53 years ago I had a friend and she was a girl.(not an official Girlfriend).
Her mom smoked and worked during the day so daughter used to pinch her smokes and shared them with me. Both my parents smoked as well.
So off and on I got used to smoking; my smoking got a real boost when I became a sailor at the age of 17, because you could buy cigarettes tax-free when you were outside territorial waters.
Over time I started smoking more and more cigarettes and had to get up a couple of times a night to have another nicotine fix.
Life without cigarettes was just not imaginable.
Going on an airline trip was sheer torture because I could not smoke for a couple of hours.
We flew to Singapore once and I had a couple of smokes in the washroom in spite of the fact that airplanes were already putting people in jail for smoking.
Over the years half of my mom's family died of lung cancer.
My dad's only sibling died of lung cancer.

# TASKS TO COMPLETE
a) From the smoking account, quote the passage starting at "Over time I" and ending at "family died of lung cancer.".
b) In the smoking account, at what age did the writer become a sailor?
c) Please continue the smoking account from its last sentence.

# MATERIAL SUPPLIED

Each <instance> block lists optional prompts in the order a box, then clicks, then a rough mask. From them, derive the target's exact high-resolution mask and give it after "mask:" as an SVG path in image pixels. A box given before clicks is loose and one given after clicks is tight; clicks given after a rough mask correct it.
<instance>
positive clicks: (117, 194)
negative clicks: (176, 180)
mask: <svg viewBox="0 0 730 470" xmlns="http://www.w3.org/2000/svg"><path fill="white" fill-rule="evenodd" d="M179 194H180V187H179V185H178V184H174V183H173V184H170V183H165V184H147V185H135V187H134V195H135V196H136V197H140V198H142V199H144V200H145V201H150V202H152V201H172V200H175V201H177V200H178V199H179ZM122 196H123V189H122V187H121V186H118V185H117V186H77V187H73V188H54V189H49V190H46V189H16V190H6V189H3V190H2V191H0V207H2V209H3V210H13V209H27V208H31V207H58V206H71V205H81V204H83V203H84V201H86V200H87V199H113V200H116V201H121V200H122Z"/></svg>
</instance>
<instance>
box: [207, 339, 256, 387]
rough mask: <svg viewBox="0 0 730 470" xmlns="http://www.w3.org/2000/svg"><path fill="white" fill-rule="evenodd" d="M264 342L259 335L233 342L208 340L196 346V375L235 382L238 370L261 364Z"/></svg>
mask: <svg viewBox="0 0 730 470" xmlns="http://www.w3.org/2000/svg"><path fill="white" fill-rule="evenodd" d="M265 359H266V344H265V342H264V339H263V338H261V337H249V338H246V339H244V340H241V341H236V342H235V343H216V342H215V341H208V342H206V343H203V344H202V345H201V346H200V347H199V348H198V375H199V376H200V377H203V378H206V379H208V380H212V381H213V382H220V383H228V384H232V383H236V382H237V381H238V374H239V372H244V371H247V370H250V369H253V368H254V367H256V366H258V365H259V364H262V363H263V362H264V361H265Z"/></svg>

# PER-TASK ANSWERS
a)
Over time I started smoking more and more cigarettes and had to get up a couple of times a night to have another nicotine fix.
Life without cigarettes was just not imaginable.
Going on an airline trip was sheer torture because I could not smoke for a couple of hours.
We flew to Singapore once and I had a couple of smokes in the washroom in spite of the fact that airplanes were already putting people in jail for smoking.
Over the years half of my mom's family died of lung cancer.

b) At 17.

c)
My mom died of a brain tumor-she used to be a heavy smoker.
My dad got lung cancer.
After he got lung cancer he visited me; he was a pathetic skin over bones man now, wearing a corduroy suit, BUT STILL SMOKING IN MY GARAGE.
My brother's wife has breast cancer; my brother still smokes cigars.
I started having coughing spells at night and the vision in my left eye was deteriorating.
Me quitting smoking? Impossible- I have no willpower.
Because I knew I could not quit I never even bothered to buy Nicorette or any other stuff.
So after a whole lifetime of smoking I was going to die of lung cancer too.
BUT WAIT: the story is not finished yet.
On September 4, 2002 I was in Calgary browsing in a bookstore called Brown and Noble and a book jumped out at me.
The book was called "How to stop smoking" and had 385 pages in it.
I glanced at the first couple of pages where the author boasted that this book was the only way to quit smoking without any withdrawal symptoms or without the Patch.
I bought the book because I was curious as to what you could write 385 pages about how to quit smoking.
It took me 9 days to read the book.
On September 13, 2002 at 3 PM I took my last drag and exhaled it through a Kleenex.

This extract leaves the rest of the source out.